» Set problem 1:
Reproduce the passage on homemade bread word for word, everything from "These look a" down to "wait and see.".

» Selected passage:
□ □ □
These look a little deflated on top, because I let the dough rise a little tiny bit too high in the pans. But when we cut into it, it looked just fine. Soft, healthy, and delicious.


This bread freezes great. Once it's cooled, you can wrap a loaf in plastic wrap and throw it in the freezer. Or, you could slice it first. OR, you could slice it frozen- it's easy to do. So many choices!

I can honestly tell you that this bread is WAY better than store-bought. Yeah, it's more work. But in my opinion, it's definitely worth it. Plus... it's kind of fun to make bread. Just you wait and see.
□ □ □
» Materials provided:
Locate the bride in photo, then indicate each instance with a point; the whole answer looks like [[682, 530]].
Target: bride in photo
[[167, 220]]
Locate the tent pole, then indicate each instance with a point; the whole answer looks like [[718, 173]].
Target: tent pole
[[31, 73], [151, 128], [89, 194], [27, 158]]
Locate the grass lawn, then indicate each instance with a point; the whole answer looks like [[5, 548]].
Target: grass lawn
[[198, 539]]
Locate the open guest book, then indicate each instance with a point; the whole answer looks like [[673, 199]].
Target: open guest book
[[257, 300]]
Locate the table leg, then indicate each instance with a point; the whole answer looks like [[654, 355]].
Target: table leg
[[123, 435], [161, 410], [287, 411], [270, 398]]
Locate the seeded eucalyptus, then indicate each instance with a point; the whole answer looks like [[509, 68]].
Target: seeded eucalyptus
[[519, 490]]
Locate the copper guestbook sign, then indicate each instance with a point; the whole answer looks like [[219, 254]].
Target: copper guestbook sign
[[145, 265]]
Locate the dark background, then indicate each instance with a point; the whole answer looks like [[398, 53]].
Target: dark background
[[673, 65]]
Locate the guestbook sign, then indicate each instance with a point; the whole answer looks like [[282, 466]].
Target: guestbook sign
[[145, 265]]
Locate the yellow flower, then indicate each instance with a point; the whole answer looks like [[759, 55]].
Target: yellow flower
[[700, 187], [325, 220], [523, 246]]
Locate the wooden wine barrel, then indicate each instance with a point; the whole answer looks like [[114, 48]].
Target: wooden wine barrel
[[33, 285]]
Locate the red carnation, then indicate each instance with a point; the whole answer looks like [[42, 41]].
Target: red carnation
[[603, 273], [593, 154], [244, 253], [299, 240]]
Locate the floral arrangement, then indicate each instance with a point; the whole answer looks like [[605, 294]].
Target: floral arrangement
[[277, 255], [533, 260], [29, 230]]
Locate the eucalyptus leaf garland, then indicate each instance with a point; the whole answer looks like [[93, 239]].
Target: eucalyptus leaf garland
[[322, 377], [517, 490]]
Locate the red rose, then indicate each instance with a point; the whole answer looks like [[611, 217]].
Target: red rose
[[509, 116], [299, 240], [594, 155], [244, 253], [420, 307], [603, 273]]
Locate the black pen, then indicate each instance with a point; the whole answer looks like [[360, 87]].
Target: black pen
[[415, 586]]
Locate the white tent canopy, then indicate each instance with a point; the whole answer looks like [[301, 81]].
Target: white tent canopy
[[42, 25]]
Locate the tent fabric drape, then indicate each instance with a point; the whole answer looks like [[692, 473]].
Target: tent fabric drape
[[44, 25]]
□ □ □
» Set problem 2:
Rewrite the entries from the line containing "Locate the eucalyptus" down to the end of the entries, replacing "black pen" with "ink pen" and changing nothing else.

» Finished answer 1:
These look a little deflated on top, because I let the dough rise a little tiny bit too high in the pans. But when we cut into it, it looked just fine. Soft, healthy, and delicious.


This bread freezes great. Once it's cooled, you can wrap a loaf in plastic wrap and throw it in the freezer. Or, you could slice it first. OR, you could slice it frozen- it's easy to do. So many choices!

I can honestly tell you that this bread is WAY better than store-bought. Yeah, it's more work. But in my opinion, it's definitely worth it. Plus... it's kind of fun to make bread. Just you wait and see.

» Finished answer 2:
Locate the eucalyptus leaf garland, then indicate each instance with a point; the whole answer looks like [[93, 239]].
Target: eucalyptus leaf garland
[[322, 377], [517, 490]]
Locate the red rose, then indicate each instance with a point; the whole answer looks like [[611, 217]].
Target: red rose
[[509, 116], [299, 240], [594, 155], [244, 253], [420, 307], [603, 273]]
Locate the ink pen, then indicate each instance with a point; the whole answer looks like [[360, 87]].
Target: ink pen
[[415, 586]]
Locate the white tent canopy, then indicate each instance with a point; the whole answer looks like [[301, 81]].
Target: white tent canopy
[[42, 25]]
Locate the tent fabric drape, then indicate each instance with a point; the whole answer looks like [[692, 473]].
Target: tent fabric drape
[[44, 25]]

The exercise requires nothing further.